Short problem 1
Answer each question below using the text on sailboat hull shapes.
(a) Into which two categories does the text separate hull shapes?
(b) According to the text, why will a racer hull sail quicker than other shapes and designs?
(c) What keel shape does the offshore sailor want, and what does the text say it allows the boat to do?
Short problem 2
Continue the text on sailboat hull shapes from its final sentence, keeping its style and subject.

Reading text
********

HULL SHAPE: There are many different hull shapes, lets separate them into two categories: the racer type and the cruising or offshore type.

RACER HULL SHAPE: The racer’s hull is usually round with a deep fin keel and spade rudder. The advantage here is that there is less wetted surface so the boat will sail quicker than other shapes and designs. With a fin keel and spade rudder, a grounding or collision with something in the water will be abrupt and could cause severe damage. When a deep fin keel boat does go hard aground, it is more difficult to kedge off because the anchors are set lower than the deck level of the boat, thus pulling the stem downward aft, digging the back of the keel deeper into the bottom. The deep, nearly vertical keel and spade rudder will catch fishing nets and may be damaged by even a small log. If damage were to occur at sea, it would be nearly impossible to make repairs until a proper boat yard was reached, where the vessel could be taken out of the water. This hull shape is difficult to beach for bottom cleaning or repairs, and it is no simple matter to stand on the hard without ample support to keep it from falling. If the rudderpost is bent and the boat is out of the water a hole in the ground must be dug so the rudder can be removed from its housing.

An equally important concern is that the fin keel with spade rudder is quick at the helm, meaning it will turn quickly with the slightest movement of the helm. This is important for the racer but the offshore sailor wants a longer keel shape, so the boat will track and hold her course for long periods with little work at the helm.

********

Information provided

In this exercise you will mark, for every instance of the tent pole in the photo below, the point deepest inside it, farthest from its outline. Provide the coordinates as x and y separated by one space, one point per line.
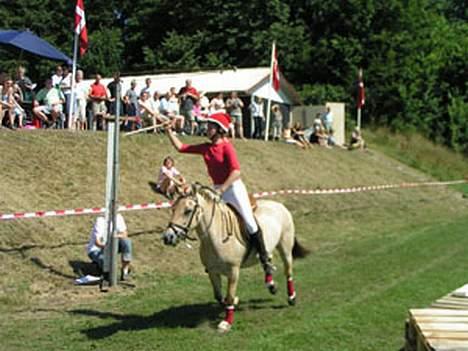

********

Exercise result 1
(a) The racer type and the cruising or offshore type.
(b) Because it has less wetted surface.
(c) A longer keel shape, so the boat will track and hold her course for long periods with little work at the helm.

Exercise result 2
Because the fin keel is deeper with less wetted surface fore and aft of the keel, it is difficult to impossible to “heave to” in storm conditions. The ability to “heave to” easily is an essential storm strategy for the offshore sailor.

CRUISERS HULL SHAPE: Unlike the racer’s hull, the cruisers hull will have a wider beam which gives more living space and add to its “Form Stability”. The cruiser will be concerned with a comfortable motion of the boat both at sea and at anchor, so it will be considerably heavier than the racer hull. The keel should not be as deep or as vertical. For the offshore sailor the concern is also one of speed, but more importantly, a structurally strong boat with less draft and a keel shape that isn’t so vertical, because these vessels will be sailing into unfamiliar waters, and the likely hood of a grounding at speed may occur. There is also the possibility that they may hit a container, logs and general large flotsam, which is increasing daily. There is even the danger of a collision with large sea life. It would be better if its shape was more gradual, with less draft, so it can go into shallower waters with less danger of a grounding. If a grounding does occur, the keel will hopefully ride up onto the reef rather than coming to an abrupt stop. The rudder will be supported by a skeg or attached to the transom for protection. There are two common types of cruising keel shapes, the full cutaway keel and full swept back keel. In the old days of building offshore vessels, a full keel ran the length of the boat from bow to stern and was nearly parallel to the waterline. This shape provided excellent tracking but didn’t go to weather too well because there was too much wetted surface forward. This long keel was slow to respond to the helm. The cutaway and swept back keel shapes are a compromise between the full long keel of the past and the fin keel of today.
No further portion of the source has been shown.